→ **Aim of the task**
Copy each line exactly. Leave nothing out.

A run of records

----

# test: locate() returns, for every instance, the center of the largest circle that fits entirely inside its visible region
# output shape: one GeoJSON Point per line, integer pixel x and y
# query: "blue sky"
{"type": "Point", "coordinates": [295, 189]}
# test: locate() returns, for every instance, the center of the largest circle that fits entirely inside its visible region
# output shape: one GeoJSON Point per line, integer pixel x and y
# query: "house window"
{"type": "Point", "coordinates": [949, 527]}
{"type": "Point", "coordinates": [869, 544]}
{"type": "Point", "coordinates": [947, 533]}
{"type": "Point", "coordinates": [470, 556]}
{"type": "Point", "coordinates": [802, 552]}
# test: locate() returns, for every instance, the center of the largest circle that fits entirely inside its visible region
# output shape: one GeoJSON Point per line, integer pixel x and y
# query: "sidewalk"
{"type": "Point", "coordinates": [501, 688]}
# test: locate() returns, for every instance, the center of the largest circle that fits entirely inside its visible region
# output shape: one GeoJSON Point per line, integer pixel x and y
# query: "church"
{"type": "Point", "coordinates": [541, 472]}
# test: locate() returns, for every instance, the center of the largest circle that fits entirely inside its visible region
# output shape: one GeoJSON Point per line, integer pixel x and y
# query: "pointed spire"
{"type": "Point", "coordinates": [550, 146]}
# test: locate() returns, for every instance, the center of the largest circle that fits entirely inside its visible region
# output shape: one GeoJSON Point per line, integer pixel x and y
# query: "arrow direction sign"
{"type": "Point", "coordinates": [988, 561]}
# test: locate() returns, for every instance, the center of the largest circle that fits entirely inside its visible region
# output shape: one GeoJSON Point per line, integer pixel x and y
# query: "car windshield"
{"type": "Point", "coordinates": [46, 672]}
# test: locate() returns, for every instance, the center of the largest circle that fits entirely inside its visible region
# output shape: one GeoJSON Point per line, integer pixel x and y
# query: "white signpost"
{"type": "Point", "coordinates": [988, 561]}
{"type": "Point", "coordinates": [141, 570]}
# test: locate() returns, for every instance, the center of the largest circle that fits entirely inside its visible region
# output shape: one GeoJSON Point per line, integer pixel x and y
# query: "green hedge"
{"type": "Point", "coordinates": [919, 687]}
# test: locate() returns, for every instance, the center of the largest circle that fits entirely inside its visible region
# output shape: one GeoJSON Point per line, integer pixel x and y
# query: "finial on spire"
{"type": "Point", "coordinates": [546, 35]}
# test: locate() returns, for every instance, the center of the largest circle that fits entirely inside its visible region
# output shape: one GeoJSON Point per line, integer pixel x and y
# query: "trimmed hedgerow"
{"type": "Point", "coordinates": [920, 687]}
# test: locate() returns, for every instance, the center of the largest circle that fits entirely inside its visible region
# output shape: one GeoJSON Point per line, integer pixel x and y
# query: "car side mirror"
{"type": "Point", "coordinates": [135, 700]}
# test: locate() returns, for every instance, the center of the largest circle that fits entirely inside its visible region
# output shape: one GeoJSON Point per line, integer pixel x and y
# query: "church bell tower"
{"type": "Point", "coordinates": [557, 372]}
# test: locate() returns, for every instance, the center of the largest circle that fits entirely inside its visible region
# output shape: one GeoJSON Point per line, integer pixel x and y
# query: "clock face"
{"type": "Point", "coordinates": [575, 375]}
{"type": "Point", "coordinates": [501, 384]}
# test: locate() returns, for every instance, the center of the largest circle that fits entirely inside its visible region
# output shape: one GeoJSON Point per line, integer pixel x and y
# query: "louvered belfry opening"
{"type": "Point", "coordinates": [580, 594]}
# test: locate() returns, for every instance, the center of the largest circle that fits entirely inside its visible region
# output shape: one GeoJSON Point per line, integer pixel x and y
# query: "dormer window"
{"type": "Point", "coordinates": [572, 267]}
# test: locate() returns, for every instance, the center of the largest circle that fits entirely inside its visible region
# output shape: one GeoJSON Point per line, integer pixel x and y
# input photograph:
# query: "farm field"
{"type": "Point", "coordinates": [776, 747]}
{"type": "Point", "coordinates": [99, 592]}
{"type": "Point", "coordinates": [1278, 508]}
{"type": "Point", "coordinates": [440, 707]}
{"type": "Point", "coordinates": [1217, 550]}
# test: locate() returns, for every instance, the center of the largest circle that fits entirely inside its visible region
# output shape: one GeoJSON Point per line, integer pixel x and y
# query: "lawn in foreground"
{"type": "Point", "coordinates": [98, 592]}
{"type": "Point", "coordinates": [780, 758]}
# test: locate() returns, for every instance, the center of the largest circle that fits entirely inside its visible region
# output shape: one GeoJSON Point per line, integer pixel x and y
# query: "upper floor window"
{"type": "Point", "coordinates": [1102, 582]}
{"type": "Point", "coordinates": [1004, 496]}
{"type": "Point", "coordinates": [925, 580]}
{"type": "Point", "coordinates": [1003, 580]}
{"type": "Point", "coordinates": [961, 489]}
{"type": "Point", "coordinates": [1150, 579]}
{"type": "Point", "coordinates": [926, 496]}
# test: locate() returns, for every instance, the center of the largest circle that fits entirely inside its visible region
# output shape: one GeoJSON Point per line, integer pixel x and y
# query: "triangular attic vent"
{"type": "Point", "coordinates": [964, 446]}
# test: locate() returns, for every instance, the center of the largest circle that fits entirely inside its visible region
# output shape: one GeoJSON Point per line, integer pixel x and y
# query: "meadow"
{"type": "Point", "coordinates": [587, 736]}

----

→ **Response for this exercise**
# test: locate() returns, for every instance, the center of the largest circle that fits entirely inside its visible region
# output shape: one GeoJSON Point per line, integer pixel x and y
# query: "blue sky"
{"type": "Point", "coordinates": [295, 189]}
# test: locate() returns, for every instance, the center of the largest circle that fits entirely inside its visible region
# output shape: one GeoJSON Point per line, integer pixel x and y
# query: "house window"
{"type": "Point", "coordinates": [949, 527]}
{"type": "Point", "coordinates": [869, 544]}
{"type": "Point", "coordinates": [947, 533]}
{"type": "Point", "coordinates": [470, 556]}
{"type": "Point", "coordinates": [802, 552]}
# test: locate() returns, for every instance, the center of the largest circle that fits entirely inside its visible region
# output shape: one GeoJSON Point per line, integer pixel x and y
# query: "sidewalk"
{"type": "Point", "coordinates": [501, 688]}
# test: locate() returns, for every instance, the center of the largest circle that fits entirely inside its visible region
# output shape: one GeoJSON Point per line, integer pixel x and y
# query: "church"
{"type": "Point", "coordinates": [541, 472]}
# test: locate() returns, for every instance, the center of the largest circle that fits entirely inside its visible region
# output shape: one GeoJSON Point per line, integer pixel x and y
# query: "pointed spire"
{"type": "Point", "coordinates": [550, 146]}
# test: locate() returns, for every instance, the center of the largest circle that fits entirely inside its visible region
# output shape: one GeoJSON Point per line, integer pixel x and y
# query: "arrow direction sign"
{"type": "Point", "coordinates": [988, 561]}
# test: locate() returns, for every instance, the center of the largest circle that fits entirely inside its visible region
# output shape: one GeoJSON Point per line, integer pixel x and y
# query: "car windshield"
{"type": "Point", "coordinates": [46, 672]}
# test: locate() returns, for every instance, the center of the largest circle that fits entirely inside its visible region
# output shape: one GeoJSON Point per line, integer pixel x and y
# query: "white signpost"
{"type": "Point", "coordinates": [988, 561]}
{"type": "Point", "coordinates": [141, 570]}
# test: locate() returns, for every instance, the center of the largest circle that fits entirely inside its visible region
# output shape: one GeoJSON Point per line, integer pixel x and y
# query: "green hedge"
{"type": "Point", "coordinates": [919, 687]}
# test: locate() returns, for every instance, the center of the largest circle that fits entirely inside its visible region
# output shape: one GeoJSON Point per line, integer pixel x and y
# query: "finial on spire"
{"type": "Point", "coordinates": [546, 35]}
# test: locate() returns, for every instance, the center of the largest circle that fits entirely inside its visible region
# output shape: one GeoJSON Point per line, integer pixel x and y
# query: "trimmed hedgerow"
{"type": "Point", "coordinates": [920, 687]}
# test: locate() returns, for every instance, the center of the largest circle that fits entirely inside its visible region
# output shape: one GeoJSON Point per line, integer pixel x and y
# query: "car side mirror"
{"type": "Point", "coordinates": [135, 700]}
# test: locate() returns, for every instance, the center of the largest circle that fits entirely inside its visible region
# output shape: one GeoJSON Point per line, integer pixel x and y
# query: "church bell tower"
{"type": "Point", "coordinates": [557, 372]}
# test: locate() returns, for every instance, the center of the largest circle that fits entirely inside its visible region
# output shape: one GeoJSON Point per line, integer pixel x and y
# query: "clock face"
{"type": "Point", "coordinates": [575, 375]}
{"type": "Point", "coordinates": [501, 384]}
# test: locate() returns, for every instance, the center of the largest circle that fits entirely inside its visible region
# output shape: one GeoJSON Point per line, integer pixel x and y
# query: "louvered belfry opening"
{"type": "Point", "coordinates": [580, 594]}
# test: locate() returns, for every instance, the center of the largest circle that fits entirely inside its visible region
# output shape: one GeoJSON Point per line, integer pixel x and y
# query: "dormer window"
{"type": "Point", "coordinates": [572, 267]}
# test: locate() returns, for every instance, the center of the largest circle that fits entirely inside its visible region
# output shape: one GeoJSON Point per line, integer pixel x and y
# input photograph:
# query: "farm field"
{"type": "Point", "coordinates": [776, 747]}
{"type": "Point", "coordinates": [99, 592]}
{"type": "Point", "coordinates": [1278, 508]}
{"type": "Point", "coordinates": [440, 707]}
{"type": "Point", "coordinates": [1217, 550]}
# test: locate() returns, for every instance, the center of the largest circle that fits entirely inside its visible region
# output shape: one GeoJSON Point per line, integer pixel x and y
# query: "lawn in foreground"
{"type": "Point", "coordinates": [98, 592]}
{"type": "Point", "coordinates": [780, 758]}
# test: locate() returns, for every instance, the center of the largest circle that fits entirely inside its visible region
# output shape: one GeoJSON Point per line, integer pixel x and y
# query: "upper floor window"
{"type": "Point", "coordinates": [1102, 582]}
{"type": "Point", "coordinates": [1004, 496]}
{"type": "Point", "coordinates": [925, 580]}
{"type": "Point", "coordinates": [1003, 580]}
{"type": "Point", "coordinates": [961, 489]}
{"type": "Point", "coordinates": [1150, 579]}
{"type": "Point", "coordinates": [926, 496]}
# test: locate() returns, for every instance, the center of the largest circle that fits entirely inside its visible region
# output shape: one GeoJSON Point per line, integer pixel x and y
# query: "triangular attic vent"
{"type": "Point", "coordinates": [964, 446]}
# test: locate() returns, for every instance, the center of the largest circle that fits entirely inside its visible region
# output shape: one GeoJSON Point per line, integer pixel x and y
# query: "meadow"
{"type": "Point", "coordinates": [587, 736]}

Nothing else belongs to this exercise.